### EXERCISE 1
From the GBAtemp forum post, transcribe everything from "Things are already" down to "a separate subforum.".
### EXERCISE 2
In the GBAtemp forum post, which section holds the RGF update?
### EXERCISE 3
Write the next part of the GBAtemp forum post, beginning after its final sentence.

### EXCERPT TO READ
++++++++
Things are already sorted into matching subforums, but that's part of the problem.  People are going to one subforum when their answer may lie in a subforum of a separate subforum.

If I'm misreading this and it's about the sticky categorization, *I am personally willing to run through every forum and subforum on GBATemp and make recommendations on which threads should stay and which should go*.



Another World said:


> i do not find this a valid solution based on our current search features and 3rd party kernel updates.


The search function is rarely used by newbies, and even when it is they often search in the wrong forum and miss the important information anyways.  Stickies, on the other hand, are visible right to the eye from the moment a user steps foot into a forum, which is why it's important to keep the number down so that the critical information is at the top (and so the number doesn't discourage users from reading), and to get users to go to the right forum for their inquiry.

3rd-party kernel updates?  Wood and AKAIO are the main ones, but they're linked on the official sites.  The only one that counts anymore for other carts is the RGF update, and that's important enough to be pointed out on it's own (especially as it works on so many carts).  That's another example now that I notice it, the RGF update works on a ton of R4 carts (in addition to the Supercard and more), _but it's in the DSTT section_.

*Would a new subforum specifically for third-party programs and kernels* work to hold that stuff?  Also save conversion tools and all that fancy fun stuff.



Another World said:


> how do you associate a "please help" thread posted in the r4 section, specifically about an r4 issue, and a "pl0x halp" thread posted in the cyclods section specifically about the ievo, when they are now all in the same section?
++++++++
### DATA BLOCK
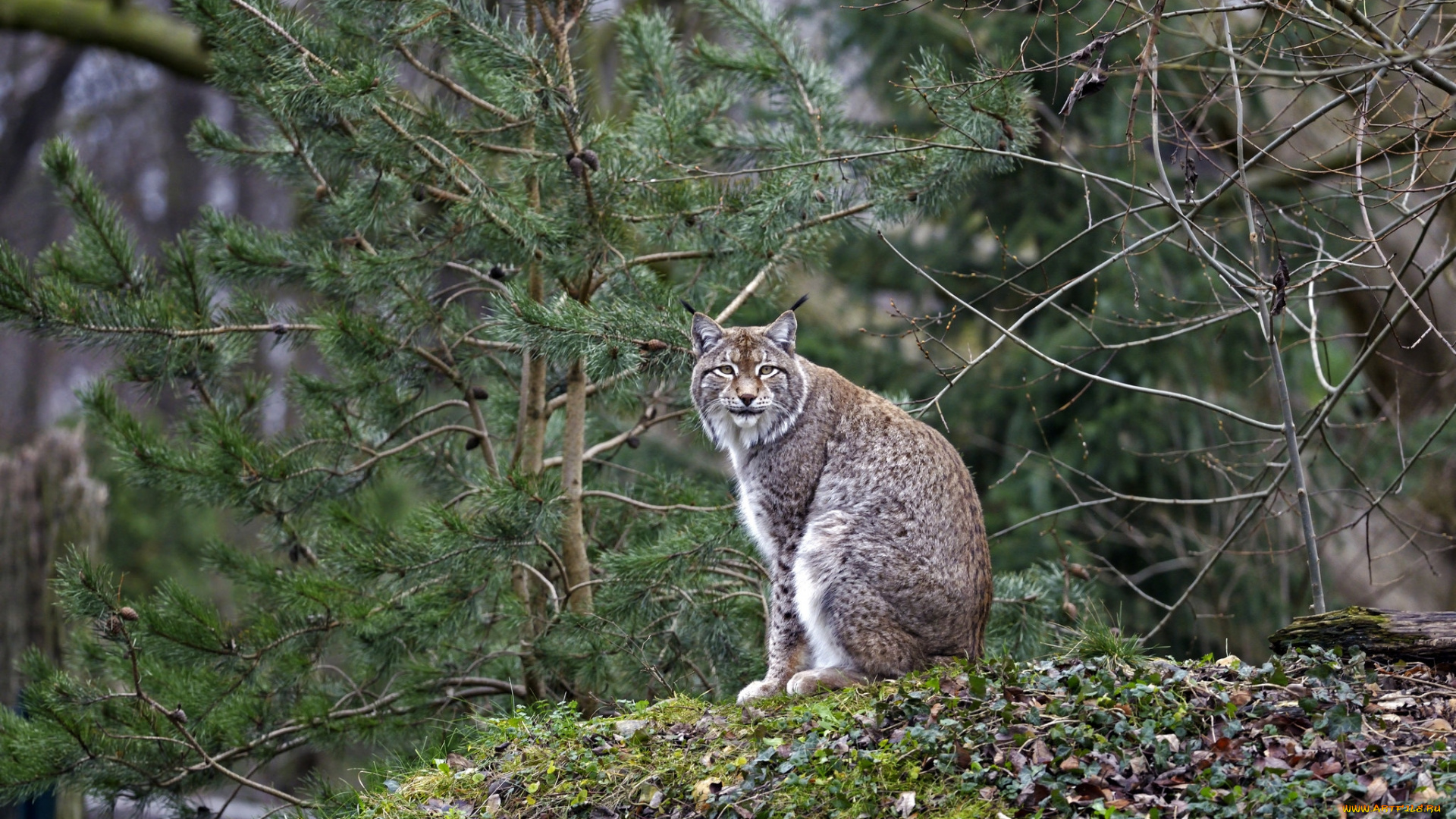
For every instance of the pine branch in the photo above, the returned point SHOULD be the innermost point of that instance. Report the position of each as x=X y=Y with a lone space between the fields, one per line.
++++++++
### TASK OUTPUT 1
Things are already sorted into matching subforums, but that's part of the problem.  People are going to one subforum when their answer may lie in a subforum of a separate subforum.

### TASK OUTPUT 2
The DSTT section.

### TASK OUTPUT 3
The same way we differentiate people asking about one flash cart for the N64 from another flash cart for the N64 in the oldies section... they tell us what they're using.



Another World said:


> users continue to buy old cards, we see it time and time again. usually because they did not conduct the proper research before making a purchase, or perhaps because they simply have an old ds phat/lite and have their personal reasons. regardless of the reason, they are doing it. when they want a specific answer they should have a dedicated section to search in and not one giant bulk section.


Just like we have dedicated subforums for the UFO Pro 8, right? 

People manage to find their info just fine when all the info for one system is in one section.



Another World said:


> for that to happen we would need a much more specific way of searching forums for key words, phrases, tags, using logic searches, etc.


If most users searched before posting we would not have the duplicate and misplaced threads issue we have now.

We need more info that's right up in the faces of the users (that is, in their line of sight when they load the forum) letting them know where to go to find solutions and ask questions.  The forum titles and the division of the forums themselves count for this, as they're what users read and click to actually go to a forum.



Another World said:


> there is also the issue of 3rd party support to consider. retrogamefan updates and ysmenu fixes support cards which are no longer supported. while these cards may not have an officially updated bootloader, those cards do function.


Just like the FlashMe, G6, and NoPass still function, right?



Another World said:


> we can not simply move sections around because users choose to update their hardware making their supported flash kit unusable.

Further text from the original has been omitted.